- **Excerpt to read**:
We already knew e-commerce was on the horizon before 2020, but COVID-19 has provided an unbelievable boost to this sector. E-commerce now accounts for approximately 16% of U.S. sales. Though some consumers will return to in-person shopping, 60% of U.S. consumers have bought groceries online in the last 12 months, and many plan to keep doing so. The impact of this shift cannot be understated,” said Micki Donegan, managing director and senior relationship manager for Rabobank, at the recent USPOULTRY Financial Management Seminar in Destin, Florida. Her presentation covered various trends impacting the poultry industry, emphasizing the central role both online commerce and sustainability will take in the coming years.
Daniel Fields, vice president of compliance, sustainability and regulatory affairs for Herbruck’s Poultry Ranch, discussed various ways in which Herbruck’s has put sustainability measures into practice. “Environmental sustainability and social responsibility are becoming increasingly important to our stakeholders,” said Fields. “It’s not just a trend. Everyone from consumers to investors is looking for and expecting these commitments from companies, so finding a way to deliver on those expectations will be a benefit to your company in the long run.”

- **To do**:
1. List every organization named in the poultry seminar report.
2. Write the next paragraph of the poultry seminar report, picking up after its final sentence.

- **Dataset extract**:
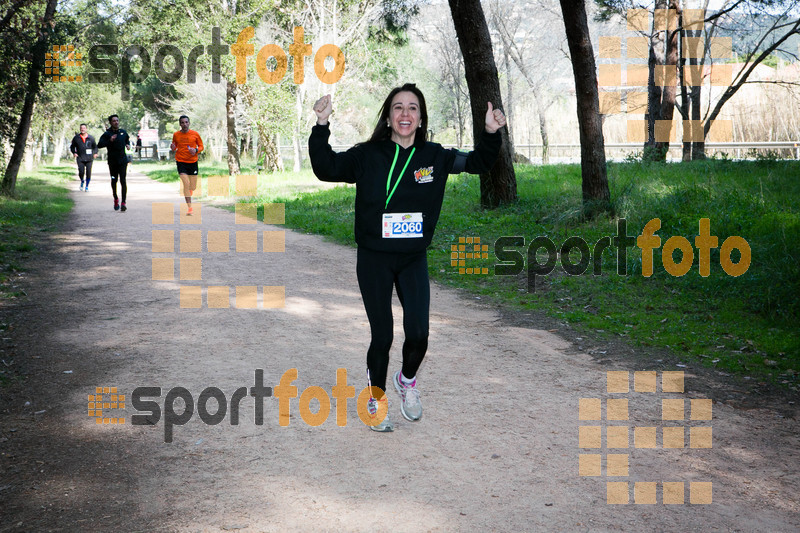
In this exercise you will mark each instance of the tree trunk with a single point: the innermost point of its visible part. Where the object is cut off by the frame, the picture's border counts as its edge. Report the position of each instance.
(656, 57)
(499, 185)
(545, 138)
(596, 197)
(669, 91)
(34, 81)
(233, 147)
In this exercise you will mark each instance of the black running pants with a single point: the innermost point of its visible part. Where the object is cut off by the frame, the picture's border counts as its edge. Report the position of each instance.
(378, 274)
(118, 170)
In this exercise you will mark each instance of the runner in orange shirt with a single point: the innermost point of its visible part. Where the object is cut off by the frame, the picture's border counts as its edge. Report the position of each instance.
(187, 144)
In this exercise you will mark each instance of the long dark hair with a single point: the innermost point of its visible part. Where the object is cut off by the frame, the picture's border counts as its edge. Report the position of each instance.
(383, 131)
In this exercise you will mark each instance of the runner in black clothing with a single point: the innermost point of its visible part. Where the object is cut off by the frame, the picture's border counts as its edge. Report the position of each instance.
(116, 140)
(395, 217)
(84, 150)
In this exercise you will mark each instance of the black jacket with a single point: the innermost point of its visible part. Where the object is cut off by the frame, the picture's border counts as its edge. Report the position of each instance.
(85, 150)
(116, 150)
(421, 187)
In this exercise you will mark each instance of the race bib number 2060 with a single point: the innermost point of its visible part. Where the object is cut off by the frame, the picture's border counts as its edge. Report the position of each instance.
(402, 225)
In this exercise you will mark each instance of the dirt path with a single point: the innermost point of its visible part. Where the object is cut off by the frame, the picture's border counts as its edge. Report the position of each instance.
(496, 450)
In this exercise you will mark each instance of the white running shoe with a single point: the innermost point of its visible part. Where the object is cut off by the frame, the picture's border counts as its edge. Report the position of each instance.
(410, 405)
(372, 408)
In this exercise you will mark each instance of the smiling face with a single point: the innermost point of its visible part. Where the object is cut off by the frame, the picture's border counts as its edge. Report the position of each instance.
(404, 118)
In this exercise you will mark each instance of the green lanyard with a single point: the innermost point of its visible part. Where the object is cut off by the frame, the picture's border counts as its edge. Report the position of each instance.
(391, 171)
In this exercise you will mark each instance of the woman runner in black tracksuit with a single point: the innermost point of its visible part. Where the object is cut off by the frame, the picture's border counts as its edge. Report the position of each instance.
(400, 181)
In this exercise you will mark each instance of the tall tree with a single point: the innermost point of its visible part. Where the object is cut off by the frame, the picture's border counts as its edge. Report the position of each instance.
(594, 183)
(32, 91)
(499, 186)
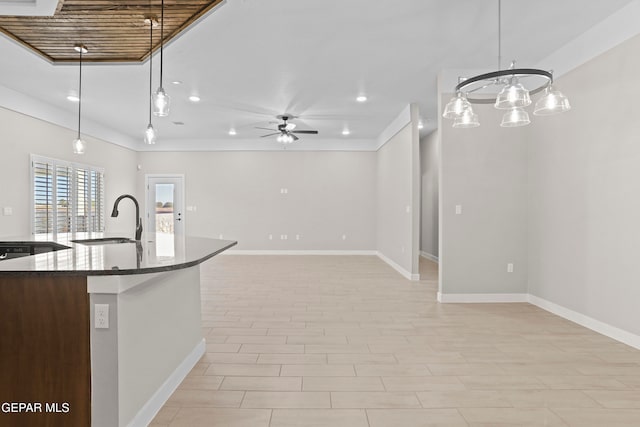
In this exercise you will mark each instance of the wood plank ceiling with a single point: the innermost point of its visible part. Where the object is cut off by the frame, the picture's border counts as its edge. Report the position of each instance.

- **Answers per task**:
1. Rabobank, USPOULTRY, Herbruck's Poultry Ranch

2.
Shifting the conversation to recent headlines, Jeff Clemons, director of risk and cyber advisory service for Frost PLLC, provided insight on how to maintain cybersecurity and prevent breaches. “According to data breach reports from 2018 onwards, 46% of businesses were victims of a cybersecurity breach. Of those attacks, roughly 85% contained a human element – meaning it could be you or me unintentionally putting our companies at risk,” explained Clemons. “Many of these attacks are built around a single point of failure that allows the hackers access. This is a threat no company can afford to ignore.”
A panel, including Jarod Morrison, CFO for Farbest Foods, Mulham Shbeib, CFO for Mar-Jac Poultry, and Abby Walden, CFO for Crider Foods, discussed best practices in financial reporting. “Know what your audience needs,” Morrison emphasized. “Is it data, information, analytics? We need to place numbers into the right context to help our business leaders make the best decisions.”
Shbeib echoed Morrison, commenting, “Understanding our audience is vital. The reports and data we share with our plant managers will be different than what our owners want to see. It is important to collect and share the specific data that meets the needs of the various audiences we have within our companies.”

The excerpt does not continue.